(Dataset excerpts on pointing at objects)
-------------------------
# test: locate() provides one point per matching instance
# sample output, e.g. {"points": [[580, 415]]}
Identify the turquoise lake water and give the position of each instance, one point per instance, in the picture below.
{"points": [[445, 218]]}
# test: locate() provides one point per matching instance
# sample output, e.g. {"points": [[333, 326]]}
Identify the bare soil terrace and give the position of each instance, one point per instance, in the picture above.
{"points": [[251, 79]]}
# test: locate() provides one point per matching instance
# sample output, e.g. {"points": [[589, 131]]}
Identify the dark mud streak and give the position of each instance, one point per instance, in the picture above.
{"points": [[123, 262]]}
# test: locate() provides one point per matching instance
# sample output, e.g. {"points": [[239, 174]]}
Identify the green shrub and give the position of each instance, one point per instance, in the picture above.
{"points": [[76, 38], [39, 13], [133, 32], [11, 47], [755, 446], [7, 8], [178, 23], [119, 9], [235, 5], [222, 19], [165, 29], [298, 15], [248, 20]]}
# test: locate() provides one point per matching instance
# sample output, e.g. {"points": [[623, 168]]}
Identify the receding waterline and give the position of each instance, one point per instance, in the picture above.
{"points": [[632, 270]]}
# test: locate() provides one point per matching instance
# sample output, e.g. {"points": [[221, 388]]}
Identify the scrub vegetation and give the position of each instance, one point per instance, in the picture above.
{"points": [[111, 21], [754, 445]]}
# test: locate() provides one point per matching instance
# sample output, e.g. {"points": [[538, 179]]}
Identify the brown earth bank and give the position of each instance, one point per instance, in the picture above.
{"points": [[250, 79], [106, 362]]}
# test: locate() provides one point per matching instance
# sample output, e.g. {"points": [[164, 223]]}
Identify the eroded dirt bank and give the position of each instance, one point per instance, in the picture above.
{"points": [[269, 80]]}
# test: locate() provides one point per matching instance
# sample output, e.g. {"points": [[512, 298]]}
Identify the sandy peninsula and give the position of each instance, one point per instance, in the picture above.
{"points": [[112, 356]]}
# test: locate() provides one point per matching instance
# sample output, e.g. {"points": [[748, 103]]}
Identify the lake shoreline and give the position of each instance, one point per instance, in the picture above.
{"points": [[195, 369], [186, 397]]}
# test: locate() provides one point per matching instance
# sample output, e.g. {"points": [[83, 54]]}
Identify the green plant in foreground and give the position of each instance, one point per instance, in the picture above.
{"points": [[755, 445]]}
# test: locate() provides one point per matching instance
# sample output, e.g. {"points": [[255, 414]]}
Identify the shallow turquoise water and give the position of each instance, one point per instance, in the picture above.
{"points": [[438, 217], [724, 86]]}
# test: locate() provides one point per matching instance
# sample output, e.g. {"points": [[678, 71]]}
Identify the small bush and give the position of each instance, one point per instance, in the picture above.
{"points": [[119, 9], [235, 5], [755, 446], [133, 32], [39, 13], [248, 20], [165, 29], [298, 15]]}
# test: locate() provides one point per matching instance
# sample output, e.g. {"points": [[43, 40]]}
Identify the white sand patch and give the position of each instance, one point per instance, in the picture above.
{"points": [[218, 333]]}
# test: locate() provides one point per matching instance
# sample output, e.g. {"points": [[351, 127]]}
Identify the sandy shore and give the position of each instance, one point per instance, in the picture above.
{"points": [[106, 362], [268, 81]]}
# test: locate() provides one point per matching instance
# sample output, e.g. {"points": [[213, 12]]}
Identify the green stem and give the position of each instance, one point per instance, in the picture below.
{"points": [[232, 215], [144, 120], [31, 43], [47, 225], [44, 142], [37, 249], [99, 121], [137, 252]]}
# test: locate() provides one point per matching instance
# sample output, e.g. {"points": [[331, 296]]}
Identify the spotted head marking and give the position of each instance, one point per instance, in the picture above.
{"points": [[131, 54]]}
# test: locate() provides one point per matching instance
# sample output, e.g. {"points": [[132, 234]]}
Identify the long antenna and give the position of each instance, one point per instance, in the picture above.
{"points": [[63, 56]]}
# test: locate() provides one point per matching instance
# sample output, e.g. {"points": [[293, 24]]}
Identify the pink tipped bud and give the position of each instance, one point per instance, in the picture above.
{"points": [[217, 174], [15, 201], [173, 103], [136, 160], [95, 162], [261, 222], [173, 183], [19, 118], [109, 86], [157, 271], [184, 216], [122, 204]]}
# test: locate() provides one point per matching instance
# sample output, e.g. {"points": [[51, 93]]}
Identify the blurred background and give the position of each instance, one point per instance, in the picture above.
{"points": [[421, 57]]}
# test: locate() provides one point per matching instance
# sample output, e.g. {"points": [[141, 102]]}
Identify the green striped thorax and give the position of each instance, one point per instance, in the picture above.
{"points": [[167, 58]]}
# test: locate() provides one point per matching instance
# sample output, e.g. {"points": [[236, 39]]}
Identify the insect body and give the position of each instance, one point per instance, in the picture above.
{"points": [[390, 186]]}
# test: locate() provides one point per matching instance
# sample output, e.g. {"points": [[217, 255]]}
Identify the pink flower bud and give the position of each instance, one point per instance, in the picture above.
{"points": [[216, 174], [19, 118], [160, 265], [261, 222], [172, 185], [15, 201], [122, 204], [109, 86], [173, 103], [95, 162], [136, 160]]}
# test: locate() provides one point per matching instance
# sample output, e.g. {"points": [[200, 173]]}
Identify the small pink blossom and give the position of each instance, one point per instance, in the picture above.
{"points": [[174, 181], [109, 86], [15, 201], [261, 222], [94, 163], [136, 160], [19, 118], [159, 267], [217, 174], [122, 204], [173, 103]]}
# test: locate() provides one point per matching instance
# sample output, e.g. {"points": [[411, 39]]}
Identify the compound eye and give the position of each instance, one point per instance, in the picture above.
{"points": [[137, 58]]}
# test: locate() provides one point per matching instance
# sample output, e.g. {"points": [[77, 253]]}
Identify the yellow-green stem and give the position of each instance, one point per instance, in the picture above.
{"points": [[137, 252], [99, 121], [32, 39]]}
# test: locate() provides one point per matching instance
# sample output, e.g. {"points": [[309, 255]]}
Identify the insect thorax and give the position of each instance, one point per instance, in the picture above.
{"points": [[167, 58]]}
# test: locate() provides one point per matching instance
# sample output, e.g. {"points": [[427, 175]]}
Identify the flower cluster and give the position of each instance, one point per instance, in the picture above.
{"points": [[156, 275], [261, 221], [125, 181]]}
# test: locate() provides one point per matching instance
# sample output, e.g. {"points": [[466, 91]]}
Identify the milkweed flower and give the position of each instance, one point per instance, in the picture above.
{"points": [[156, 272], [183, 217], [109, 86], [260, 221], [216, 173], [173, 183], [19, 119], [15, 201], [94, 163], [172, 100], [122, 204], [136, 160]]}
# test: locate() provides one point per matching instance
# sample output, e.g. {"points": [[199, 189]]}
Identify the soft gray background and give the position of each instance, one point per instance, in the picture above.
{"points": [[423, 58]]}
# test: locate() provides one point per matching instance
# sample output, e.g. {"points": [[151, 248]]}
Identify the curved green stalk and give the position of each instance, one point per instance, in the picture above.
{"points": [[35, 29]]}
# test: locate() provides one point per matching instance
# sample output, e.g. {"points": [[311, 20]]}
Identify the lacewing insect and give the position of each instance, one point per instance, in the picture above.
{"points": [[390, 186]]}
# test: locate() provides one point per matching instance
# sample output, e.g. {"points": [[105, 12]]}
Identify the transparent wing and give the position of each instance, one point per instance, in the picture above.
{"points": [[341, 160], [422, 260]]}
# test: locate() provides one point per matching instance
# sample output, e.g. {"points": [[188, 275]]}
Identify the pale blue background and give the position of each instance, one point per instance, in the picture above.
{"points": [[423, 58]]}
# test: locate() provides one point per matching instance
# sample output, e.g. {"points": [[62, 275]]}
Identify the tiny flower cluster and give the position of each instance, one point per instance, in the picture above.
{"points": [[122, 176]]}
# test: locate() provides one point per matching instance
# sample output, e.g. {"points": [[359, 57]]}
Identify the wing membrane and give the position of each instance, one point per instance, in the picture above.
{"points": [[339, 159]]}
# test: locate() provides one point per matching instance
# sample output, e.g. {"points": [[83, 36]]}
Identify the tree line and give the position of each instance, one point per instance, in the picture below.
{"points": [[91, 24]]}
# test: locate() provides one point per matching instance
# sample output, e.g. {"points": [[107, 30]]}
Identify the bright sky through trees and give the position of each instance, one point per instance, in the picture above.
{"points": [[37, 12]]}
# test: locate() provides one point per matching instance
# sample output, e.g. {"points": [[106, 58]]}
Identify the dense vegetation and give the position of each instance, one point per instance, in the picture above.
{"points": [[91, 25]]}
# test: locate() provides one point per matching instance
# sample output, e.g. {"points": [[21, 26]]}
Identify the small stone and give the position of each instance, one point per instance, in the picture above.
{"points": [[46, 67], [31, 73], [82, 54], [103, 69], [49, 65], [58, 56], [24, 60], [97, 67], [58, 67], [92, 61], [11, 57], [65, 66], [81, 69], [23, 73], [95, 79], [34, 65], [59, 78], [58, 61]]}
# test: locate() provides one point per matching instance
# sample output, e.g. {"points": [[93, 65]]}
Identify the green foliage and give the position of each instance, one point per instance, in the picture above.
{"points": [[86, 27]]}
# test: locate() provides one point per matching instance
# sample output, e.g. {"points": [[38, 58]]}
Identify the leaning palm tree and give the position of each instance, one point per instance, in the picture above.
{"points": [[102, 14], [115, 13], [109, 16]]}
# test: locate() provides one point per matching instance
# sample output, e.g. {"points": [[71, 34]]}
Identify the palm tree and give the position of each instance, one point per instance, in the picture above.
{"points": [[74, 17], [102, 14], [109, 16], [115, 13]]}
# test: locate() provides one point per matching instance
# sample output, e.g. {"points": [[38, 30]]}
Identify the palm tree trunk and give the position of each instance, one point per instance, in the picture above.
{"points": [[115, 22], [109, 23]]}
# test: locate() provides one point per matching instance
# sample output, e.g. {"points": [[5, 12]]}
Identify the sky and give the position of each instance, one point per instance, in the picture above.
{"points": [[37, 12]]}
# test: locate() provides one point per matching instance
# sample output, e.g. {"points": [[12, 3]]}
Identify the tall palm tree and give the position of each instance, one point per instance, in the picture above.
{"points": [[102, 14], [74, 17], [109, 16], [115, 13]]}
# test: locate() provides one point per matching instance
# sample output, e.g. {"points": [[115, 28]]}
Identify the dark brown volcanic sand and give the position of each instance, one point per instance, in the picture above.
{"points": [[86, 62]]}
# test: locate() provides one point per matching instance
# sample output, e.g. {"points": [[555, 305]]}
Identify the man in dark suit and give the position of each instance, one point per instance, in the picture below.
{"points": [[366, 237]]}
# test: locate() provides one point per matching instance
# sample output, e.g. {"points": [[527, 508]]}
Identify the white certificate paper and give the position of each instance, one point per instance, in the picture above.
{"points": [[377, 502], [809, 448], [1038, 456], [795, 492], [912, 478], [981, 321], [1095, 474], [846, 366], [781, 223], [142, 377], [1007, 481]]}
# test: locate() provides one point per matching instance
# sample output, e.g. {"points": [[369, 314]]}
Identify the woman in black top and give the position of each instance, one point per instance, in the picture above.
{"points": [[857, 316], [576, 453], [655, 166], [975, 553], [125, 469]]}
-------------------------
* [PROBLEM]: Find each line of the listing above that contains the word "pink" and copy those lines out in full.

* [SOLUTION TO THIS TASK]:
Identify the pink tipped bud and give the position of each instance, one point per instance, in the picture above.
Identify the pink flower bud and give the position of each instance, one point per instance, in the picture above.
Identify the small pink blossom and give the position of each instance, one point per instance, in the picture above.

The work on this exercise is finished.